[Data items]
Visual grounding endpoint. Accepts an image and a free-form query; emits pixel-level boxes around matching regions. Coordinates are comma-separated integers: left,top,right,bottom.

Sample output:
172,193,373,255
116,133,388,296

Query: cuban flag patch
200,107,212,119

• [Problem details]:
Copy these rows word for word.

• [Expected output]:
Visual grounding endpoint. Accepts an image and a free-form query; emits pixel-level boxes around matching regions. Coordinates are comma-separated integers: left,top,right,bottom.

Sample output:
172,193,373,255
116,133,388,296

Query: cuban flag patch
200,107,212,119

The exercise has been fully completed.